== EXTRACTED MATERIAL ==
-----

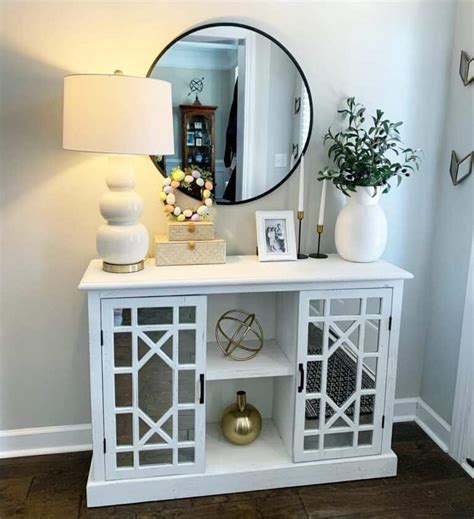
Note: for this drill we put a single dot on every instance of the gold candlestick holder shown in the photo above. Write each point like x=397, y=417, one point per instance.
x=300, y=216
x=319, y=255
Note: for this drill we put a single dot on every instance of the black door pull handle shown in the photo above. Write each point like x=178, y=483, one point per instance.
x=201, y=384
x=301, y=386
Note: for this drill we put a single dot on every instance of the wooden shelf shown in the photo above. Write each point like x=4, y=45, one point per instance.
x=266, y=452
x=269, y=362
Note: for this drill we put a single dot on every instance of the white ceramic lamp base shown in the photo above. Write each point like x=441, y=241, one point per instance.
x=123, y=241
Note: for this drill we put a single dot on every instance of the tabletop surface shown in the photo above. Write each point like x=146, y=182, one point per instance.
x=241, y=270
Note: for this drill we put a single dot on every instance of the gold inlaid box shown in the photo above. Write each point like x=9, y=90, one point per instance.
x=191, y=252
x=185, y=231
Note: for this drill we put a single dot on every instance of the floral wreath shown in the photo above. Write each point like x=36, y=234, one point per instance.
x=187, y=179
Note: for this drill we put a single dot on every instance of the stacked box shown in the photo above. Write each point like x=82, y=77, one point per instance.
x=189, y=243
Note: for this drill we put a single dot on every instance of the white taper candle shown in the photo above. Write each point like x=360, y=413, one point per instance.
x=301, y=192
x=322, y=205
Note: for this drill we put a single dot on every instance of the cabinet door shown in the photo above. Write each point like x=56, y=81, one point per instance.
x=153, y=365
x=342, y=361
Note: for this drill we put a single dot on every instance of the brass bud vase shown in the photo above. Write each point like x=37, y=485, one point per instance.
x=241, y=422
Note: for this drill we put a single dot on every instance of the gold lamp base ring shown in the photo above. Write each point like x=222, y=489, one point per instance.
x=123, y=269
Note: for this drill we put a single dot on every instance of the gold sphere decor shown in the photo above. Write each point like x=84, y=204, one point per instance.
x=241, y=422
x=243, y=333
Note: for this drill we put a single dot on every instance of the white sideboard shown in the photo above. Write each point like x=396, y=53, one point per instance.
x=324, y=381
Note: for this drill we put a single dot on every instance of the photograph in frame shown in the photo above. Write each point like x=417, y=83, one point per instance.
x=276, y=236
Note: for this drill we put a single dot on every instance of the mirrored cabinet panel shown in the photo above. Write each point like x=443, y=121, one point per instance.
x=342, y=366
x=154, y=356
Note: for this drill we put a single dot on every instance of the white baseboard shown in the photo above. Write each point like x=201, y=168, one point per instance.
x=75, y=438
x=418, y=411
x=434, y=426
x=45, y=440
x=405, y=409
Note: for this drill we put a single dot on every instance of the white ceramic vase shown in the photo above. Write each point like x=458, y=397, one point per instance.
x=361, y=227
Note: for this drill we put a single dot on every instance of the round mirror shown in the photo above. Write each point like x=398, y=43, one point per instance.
x=242, y=109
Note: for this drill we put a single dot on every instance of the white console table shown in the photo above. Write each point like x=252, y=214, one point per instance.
x=324, y=381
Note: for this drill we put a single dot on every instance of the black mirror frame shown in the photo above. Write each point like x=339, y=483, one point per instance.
x=298, y=67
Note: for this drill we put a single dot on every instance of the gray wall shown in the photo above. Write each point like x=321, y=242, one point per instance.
x=452, y=234
x=392, y=55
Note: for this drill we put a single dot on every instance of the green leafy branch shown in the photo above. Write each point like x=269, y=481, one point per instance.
x=367, y=157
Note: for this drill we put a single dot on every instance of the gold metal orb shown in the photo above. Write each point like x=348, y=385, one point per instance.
x=241, y=422
x=243, y=333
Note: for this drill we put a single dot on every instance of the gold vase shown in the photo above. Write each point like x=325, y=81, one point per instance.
x=241, y=422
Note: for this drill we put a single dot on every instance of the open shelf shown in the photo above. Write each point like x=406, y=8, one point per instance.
x=266, y=452
x=269, y=362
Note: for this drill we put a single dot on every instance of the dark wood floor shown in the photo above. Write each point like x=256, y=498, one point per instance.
x=429, y=485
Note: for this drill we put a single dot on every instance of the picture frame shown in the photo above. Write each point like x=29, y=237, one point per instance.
x=189, y=138
x=276, y=237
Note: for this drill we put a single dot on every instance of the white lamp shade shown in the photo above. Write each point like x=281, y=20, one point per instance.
x=117, y=114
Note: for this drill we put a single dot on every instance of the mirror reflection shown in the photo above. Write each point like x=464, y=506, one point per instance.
x=242, y=111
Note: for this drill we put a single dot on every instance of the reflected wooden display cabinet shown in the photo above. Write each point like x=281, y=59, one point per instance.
x=198, y=136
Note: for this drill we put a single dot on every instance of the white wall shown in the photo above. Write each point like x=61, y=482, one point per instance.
x=215, y=93
x=452, y=234
x=392, y=55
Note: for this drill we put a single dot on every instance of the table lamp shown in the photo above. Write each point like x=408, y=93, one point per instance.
x=120, y=115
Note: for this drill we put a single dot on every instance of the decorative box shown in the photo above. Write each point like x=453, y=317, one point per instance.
x=189, y=252
x=185, y=231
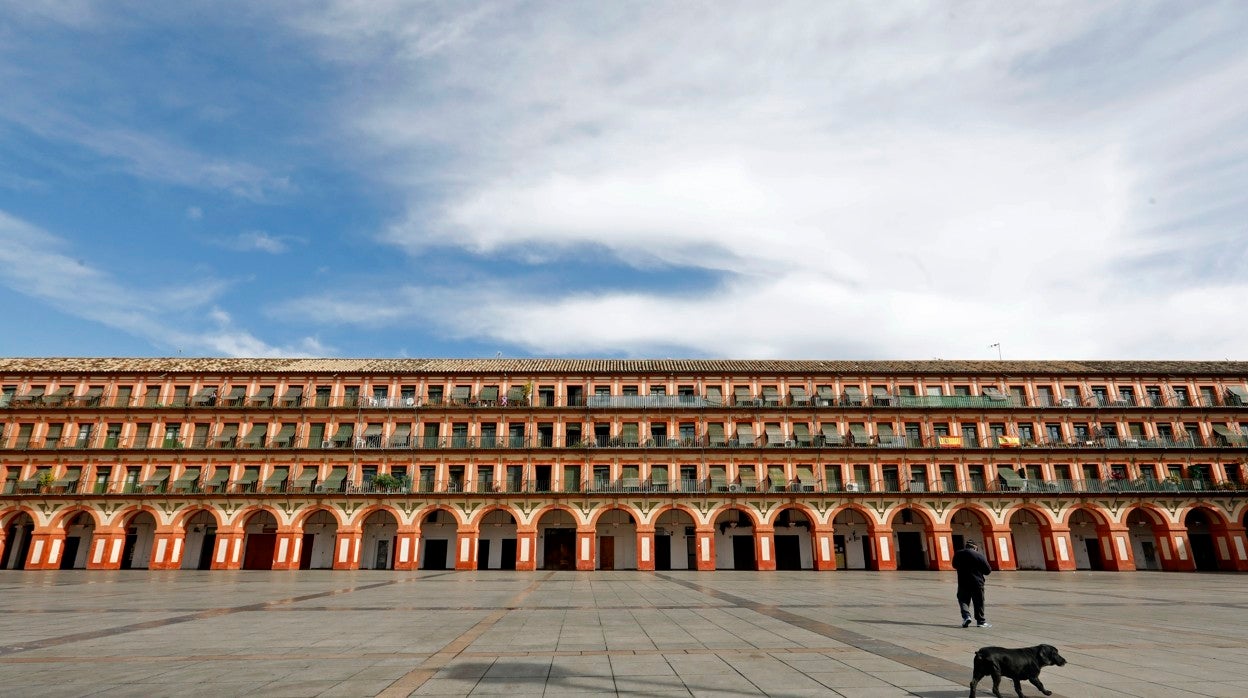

-----

== GIVEN PROBLEM ==
In the items, from the line containing "y=93, one point per instance." through the end of the items, switch "table lamp" to "desk lamp" and leave everything else unchanged. Give only those lines, without the pictures.

== COMPLETED TASK ==
Note: for this drill we put a single dot on every instance of the desk lamp shown in the photo above. Write each point like x=408, y=93, one point per instance.
x=120, y=115
Note: for this drill we put a single dot on every instance of the decorative box shown in the photo above. Write each point like x=453, y=317, one point per instance.
x=189, y=252
x=185, y=231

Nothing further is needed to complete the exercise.